Source passage:

* begin *

Mario Bava’s films Sei donne per l’assassino (Blood and Black Lace, 1964) and Il rosso segno della follia (Hatchet for the Honeymoon, 1970) looked at visual deceptions and dichotomies between animate bodies and inanimate dummies, body alterations, fashion and death.
In Blood & Black Lace in particular wickerwork and metal cage dummies become often interchangeable elements with the dead bodies of models Isabella, Nicole, Peggy, Greta and Tao-Li, who, from vitally important workers of a couture house, turn into disposable things.
Borrowed from the French language, the word "mannequins" originally referenced wickerwork dummies used to display garments in a dressmaker's workshop.
As the decades passed and the fashion industry developed, designers started using living models, yet the "inanimate" implication remained.
Early professional models wore indeed a black undergarment in rigid silk or satin at times with full-length sleeves so that flesh was not exposed.
These blacks slips often gave the models the undesired appearance of inanimate dummies.
Lucile was the first designer in London to abandon the practice of wearing undergarments and who opted for fashion shows and presentations that resembled those of her French contemporary Paul Poiret.

* end *

Stated problem a:
Answer these questions from the film and fashion passage, one line each:
(i) From which language was the word "mannequins" borrowed?
(ii) Who was the first designer in London to abandon the practice of wearing undergarments?
(iii) In what year was Blood and Black Lace released?

Task input:

* begin *

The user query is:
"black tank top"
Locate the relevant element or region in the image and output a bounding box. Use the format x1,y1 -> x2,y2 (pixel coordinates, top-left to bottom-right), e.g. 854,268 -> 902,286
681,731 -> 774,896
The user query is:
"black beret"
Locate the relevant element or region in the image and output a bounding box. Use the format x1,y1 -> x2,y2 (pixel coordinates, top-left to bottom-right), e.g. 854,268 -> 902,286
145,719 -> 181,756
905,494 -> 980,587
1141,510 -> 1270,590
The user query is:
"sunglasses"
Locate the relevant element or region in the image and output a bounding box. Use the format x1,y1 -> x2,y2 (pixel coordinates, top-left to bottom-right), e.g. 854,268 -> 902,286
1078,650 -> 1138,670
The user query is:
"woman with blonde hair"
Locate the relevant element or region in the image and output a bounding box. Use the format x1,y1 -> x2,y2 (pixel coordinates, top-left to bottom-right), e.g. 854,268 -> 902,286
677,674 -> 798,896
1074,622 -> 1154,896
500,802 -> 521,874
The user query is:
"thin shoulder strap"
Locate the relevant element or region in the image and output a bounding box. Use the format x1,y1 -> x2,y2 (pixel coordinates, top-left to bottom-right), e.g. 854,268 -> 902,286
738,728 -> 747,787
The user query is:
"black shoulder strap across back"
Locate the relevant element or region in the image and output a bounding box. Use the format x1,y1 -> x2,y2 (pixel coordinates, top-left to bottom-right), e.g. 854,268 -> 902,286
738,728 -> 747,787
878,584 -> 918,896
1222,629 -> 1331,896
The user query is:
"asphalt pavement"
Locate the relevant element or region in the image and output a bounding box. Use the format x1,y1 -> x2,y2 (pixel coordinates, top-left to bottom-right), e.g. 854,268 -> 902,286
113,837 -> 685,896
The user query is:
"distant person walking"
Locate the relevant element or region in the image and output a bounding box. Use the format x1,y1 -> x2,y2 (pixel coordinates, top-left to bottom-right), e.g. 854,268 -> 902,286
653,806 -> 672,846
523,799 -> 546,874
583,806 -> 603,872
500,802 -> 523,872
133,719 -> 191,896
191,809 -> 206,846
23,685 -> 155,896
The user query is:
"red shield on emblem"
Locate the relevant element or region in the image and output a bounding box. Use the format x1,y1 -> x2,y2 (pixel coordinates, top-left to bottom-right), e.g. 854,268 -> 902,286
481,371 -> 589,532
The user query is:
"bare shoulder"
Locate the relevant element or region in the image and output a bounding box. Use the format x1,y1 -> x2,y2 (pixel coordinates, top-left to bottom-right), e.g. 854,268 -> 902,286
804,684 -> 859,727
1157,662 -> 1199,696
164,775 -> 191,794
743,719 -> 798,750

* end *

Stated problem b: Write out the rows again from their first line through the line that contains "1141,510 -> 1270,590", both ends included, and give only those lines. Keep the requests and their format sample unchanged, but multiply every bounding-box coordinate in the answers by 2.55 and round to whole numbers, with halves rounded up.

Complete response a:
(i) French
(ii) Lucile
(iii) 1964

Complete response b:
The user query is:
"black tank top"
Locate the relevant element or region in the image and output a bounding box. Use the format x1,y1 -> x2,y2 (pixel coordinates, top-left to bottom-right), e.g. 854,268 -> 902,286
1737,1864 -> 1974,2285
The user query is:
"black beret"
Locate the relevant element or region in the image and output a bounding box. Use the format x1,y1 -> x2,y2 (pixel coordinates, top-left to bottom-right), e.g. 854,268 -> 902,286
370,1833 -> 462,1928
2308,1260 -> 2499,1497
2910,1301 -> 3239,1505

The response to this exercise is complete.